TO DO ▸
Print all of the entries exactly, minus the pictures.

Image point annotation entries ▸
....................
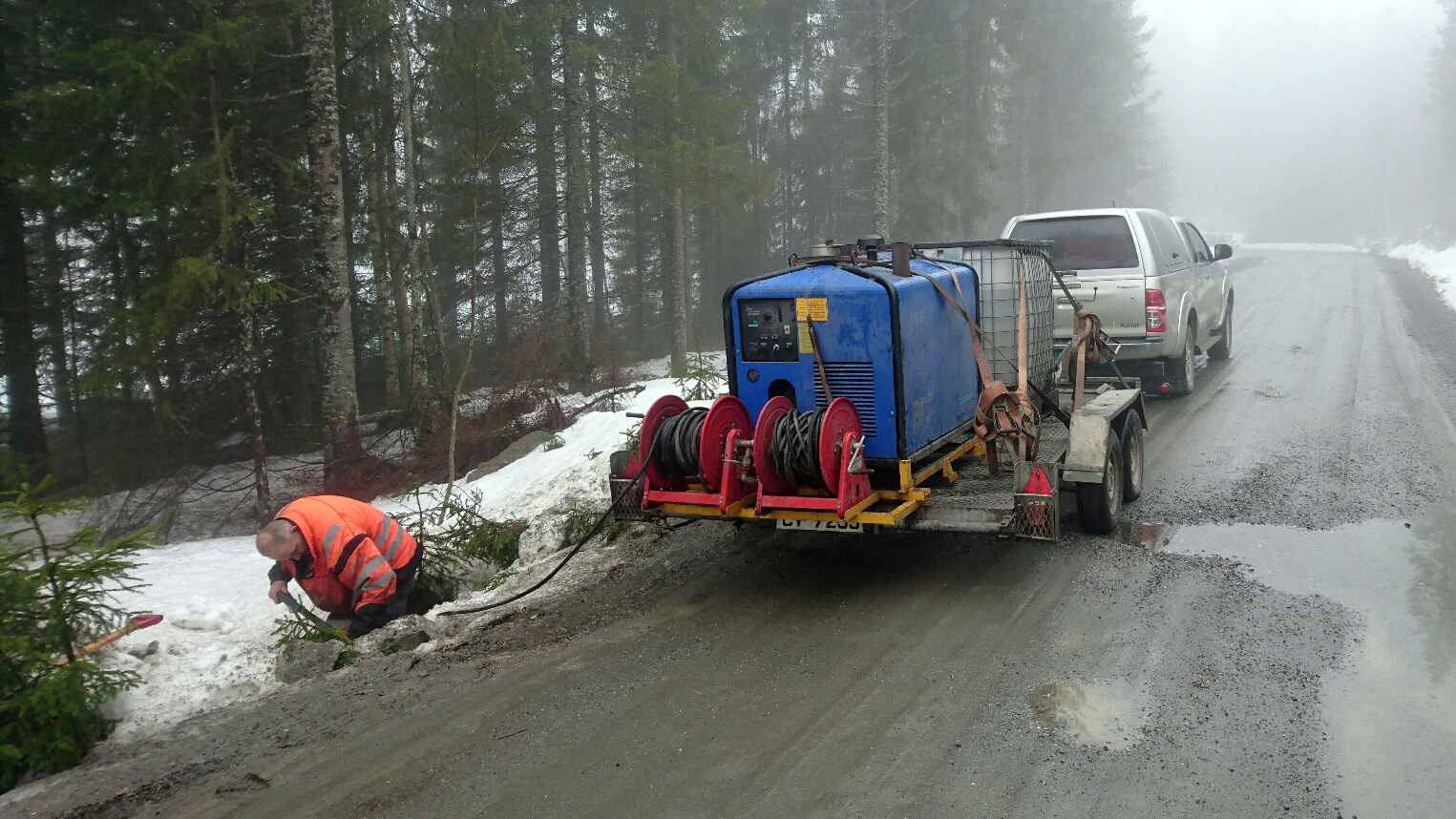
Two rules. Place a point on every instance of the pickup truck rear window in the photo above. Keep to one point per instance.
(1084, 243)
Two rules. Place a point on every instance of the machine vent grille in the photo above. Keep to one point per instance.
(852, 380)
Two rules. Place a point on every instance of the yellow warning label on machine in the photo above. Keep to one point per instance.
(812, 308)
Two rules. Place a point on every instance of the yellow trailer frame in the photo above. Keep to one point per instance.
(909, 497)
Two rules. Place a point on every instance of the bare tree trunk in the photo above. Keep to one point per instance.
(341, 441)
(879, 61)
(413, 230)
(389, 213)
(499, 277)
(577, 341)
(674, 296)
(230, 255)
(379, 260)
(55, 297)
(18, 354)
(263, 497)
(548, 208)
(787, 127)
(638, 253)
(596, 229)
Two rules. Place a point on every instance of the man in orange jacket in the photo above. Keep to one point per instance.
(352, 558)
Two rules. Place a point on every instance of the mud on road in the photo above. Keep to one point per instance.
(1186, 669)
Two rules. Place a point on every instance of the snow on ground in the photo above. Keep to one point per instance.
(1305, 247)
(216, 641)
(1440, 265)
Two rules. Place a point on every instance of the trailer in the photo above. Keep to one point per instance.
(897, 386)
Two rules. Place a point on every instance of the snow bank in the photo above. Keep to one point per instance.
(1305, 247)
(216, 640)
(216, 643)
(1440, 265)
(549, 480)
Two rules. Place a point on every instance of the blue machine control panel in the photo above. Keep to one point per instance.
(893, 345)
(768, 329)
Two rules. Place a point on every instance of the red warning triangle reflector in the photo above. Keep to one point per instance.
(1037, 483)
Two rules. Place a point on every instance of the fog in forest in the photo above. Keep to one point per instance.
(1300, 119)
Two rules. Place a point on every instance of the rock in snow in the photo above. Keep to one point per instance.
(302, 660)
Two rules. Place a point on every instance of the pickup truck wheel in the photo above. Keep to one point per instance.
(1100, 505)
(1131, 441)
(1223, 347)
(1181, 375)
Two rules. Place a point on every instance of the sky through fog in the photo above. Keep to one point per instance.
(1297, 119)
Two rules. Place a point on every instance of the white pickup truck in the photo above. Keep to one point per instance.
(1162, 294)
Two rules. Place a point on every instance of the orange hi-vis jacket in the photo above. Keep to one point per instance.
(354, 550)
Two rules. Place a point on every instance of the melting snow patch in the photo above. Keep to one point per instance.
(216, 643)
(1440, 265)
(1305, 247)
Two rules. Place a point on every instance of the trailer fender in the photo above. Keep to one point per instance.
(1087, 441)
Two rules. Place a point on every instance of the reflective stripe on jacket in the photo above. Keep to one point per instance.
(354, 550)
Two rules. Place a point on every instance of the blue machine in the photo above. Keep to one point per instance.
(890, 344)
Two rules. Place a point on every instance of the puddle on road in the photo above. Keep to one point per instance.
(1097, 715)
(1391, 708)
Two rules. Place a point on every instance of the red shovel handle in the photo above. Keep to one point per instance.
(136, 623)
(144, 621)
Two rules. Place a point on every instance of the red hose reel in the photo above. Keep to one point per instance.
(732, 461)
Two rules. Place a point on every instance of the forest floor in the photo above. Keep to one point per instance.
(1272, 638)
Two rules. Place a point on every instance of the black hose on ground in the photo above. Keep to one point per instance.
(591, 533)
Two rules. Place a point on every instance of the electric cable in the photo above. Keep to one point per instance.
(680, 438)
(796, 446)
(590, 535)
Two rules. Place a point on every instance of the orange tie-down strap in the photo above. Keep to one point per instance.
(1001, 412)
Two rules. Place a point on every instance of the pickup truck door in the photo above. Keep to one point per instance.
(1100, 260)
(1211, 278)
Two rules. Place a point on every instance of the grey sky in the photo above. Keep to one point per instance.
(1297, 119)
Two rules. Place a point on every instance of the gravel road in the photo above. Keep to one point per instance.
(1277, 641)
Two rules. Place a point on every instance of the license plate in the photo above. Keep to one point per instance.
(846, 527)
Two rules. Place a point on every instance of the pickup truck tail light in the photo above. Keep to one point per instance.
(1156, 311)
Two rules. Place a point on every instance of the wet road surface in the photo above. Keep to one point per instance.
(1277, 641)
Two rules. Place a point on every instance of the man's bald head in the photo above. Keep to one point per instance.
(282, 540)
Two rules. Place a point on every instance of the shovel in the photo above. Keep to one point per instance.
(135, 624)
(318, 623)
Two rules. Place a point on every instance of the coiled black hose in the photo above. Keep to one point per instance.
(795, 449)
(677, 441)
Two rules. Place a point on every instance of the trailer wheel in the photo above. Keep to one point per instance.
(1100, 505)
(1131, 441)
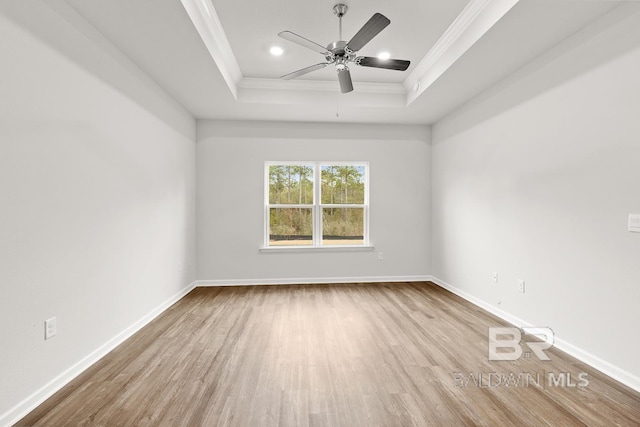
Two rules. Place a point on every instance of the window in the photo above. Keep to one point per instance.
....................
TASK ANSWER ▸
Two rules. Place a point on every instance of the pickup truck rear window in the photo above. Keep to one point per instance.
(1084, 243)
Two rules. Place a point on every instance of the machine vent grille in the photo above. Keep to one point per instance.
(852, 380)
Two rules. Place a point on every instance of the yellow warning label on machine in the photo above. Keep to one point per instance.
(812, 308)
Two rules. Place a point on every instance of the yellow trailer frame in the photo above. Keep to one point per instance.
(909, 497)
Two rules. Place a point on every instance of the bare tree trunk in the photo above. Keep to one point per instance.
(341, 441)
(879, 61)
(413, 230)
(389, 213)
(499, 277)
(577, 341)
(674, 296)
(230, 255)
(379, 260)
(55, 297)
(18, 354)
(263, 497)
(548, 208)
(787, 127)
(638, 253)
(596, 229)
Two rules. Place a point on every instance of the man in orange jacket in the photo above. Keep to one point per instance.
(352, 558)
Two rules. Place a point on every instance of the mud on road in the photo above. Keep to one point per instance.
(1186, 669)
Two rules. Place a point on every instance of the snow on ground in the photo above. Keep to one point per instance.
(1305, 247)
(216, 641)
(1440, 265)
Two rules. Place a point on every instance of the trailer in the photo above. Keep to one point per instance.
(897, 386)
Two rules. Place a point on every instance of the snow bank in the photo above. Keep to one point per instance.
(1305, 247)
(216, 640)
(216, 643)
(1440, 265)
(549, 480)
Two rules. Place a point on every instance of the blue machine control panel in the photo above. Keep to one point per instance.
(893, 345)
(768, 329)
Two rules. Place a point on every instance of the red warning triangle reflector in the photo above. Keep to one point per instance.
(1037, 483)
Two rules. Place a point on every instance of the fog in forest in the photo above. Keep to one point per instance.
(1300, 119)
Two rules. Place a point on every instance of the rock in snow in the photo above. Keep to one point per instance.
(302, 660)
Two rules. Place a point on every instance of the pickup truck wheel in the photo above. Keep to one point per instance.
(1100, 505)
(1131, 441)
(1223, 347)
(1181, 375)
Two rules. Place a point on every instance of the sky through fog in the photo above. Keep to one point per instance.
(1297, 119)
Two rules. Place a point on every instance of the white pickup truck in the photo above. Keep to one point per instance.
(1162, 294)
Two rules. Place a point on every instance of the orange hi-vis jacket in the photo above. Keep to one point per instance.
(354, 550)
Two rules. Place a point on every instance of the melting snow patch in the photo above. Keep to one point per instance.
(216, 643)
(1440, 265)
(1305, 247)
Two rules. Place a point on every instance of the trailer fender in the photo above. Keep to one point per instance.
(1087, 441)
Two rules. Place a point on every instance of the reflective stripe on jacket in the photo above. Keep to one point per instance.
(354, 550)
Two rules. Place a point on every instance of the blue machine in the photo above. Keep to one point per instance.
(890, 344)
Two rules. Place a point on every instance of the puddle on road in the photo above. Keep to one point per instance.
(1097, 715)
(1391, 708)
Two rules. Place a point on every instance of the red shovel handle in the photo above. Keep to one point per instance.
(136, 623)
(144, 621)
Two rules. Place a point on every instance of the red hose reel in the photo above. Keep to one point per instance.
(732, 461)
Two rules. Place a point on every instance of the forest floor in the photo above. Keep to one point per instance.
(1272, 638)
Two rules. Place a point on every instance of the black hose on ground in the photo above. Keep to one point per instance.
(591, 533)
Two rules. Place a point on every instance of the electric cable in the photo above. Keep to one point per instance.
(680, 438)
(796, 446)
(590, 535)
Two rules. Place a point on every instance of the orange tie-down strap in the photo above. Keep to one point per instance.
(1001, 412)
Two rules. Place a point on every instance of the pickup truck door in the photo above. Keep to one point per instance.
(1100, 260)
(1211, 278)
Two rules. Place a point on every instance of the grey sky in the photo above. Keep to one point per instance.
(1297, 119)
Two rules. Place a point on every instance of the gravel road in the photo above. Keep to one point per instance.
(1277, 641)
Two rules. Place a point on every instance of the license plate in the photo above. Keep to one point per instance.
(846, 527)
Two rules. Place a point on every instance of the pickup truck tail light in the photo above. Keep to one point per instance.
(1156, 311)
Two rules. Place a point on every instance of the wet road surface in the photo above. Keep to one point per instance.
(1277, 641)
Two rules. Place a point on every instance of the man's bald head in the photo above. Keep to one point per instance.
(282, 540)
Two rules. Place a point on every instance of the shovel in the photo above. Keep to one point per instance.
(135, 624)
(318, 623)
Two rules. Place a point on every instance of the coiled black hose in the photo above. Keep to one point per instance.
(795, 449)
(677, 441)
Two rules. Place a point on every instance of the trailer wheel in the photo above. Keep to one point per instance.
(1100, 505)
(1131, 441)
Two rules. Place a point on every instance of the window in the photo above. Keep to one point per instance.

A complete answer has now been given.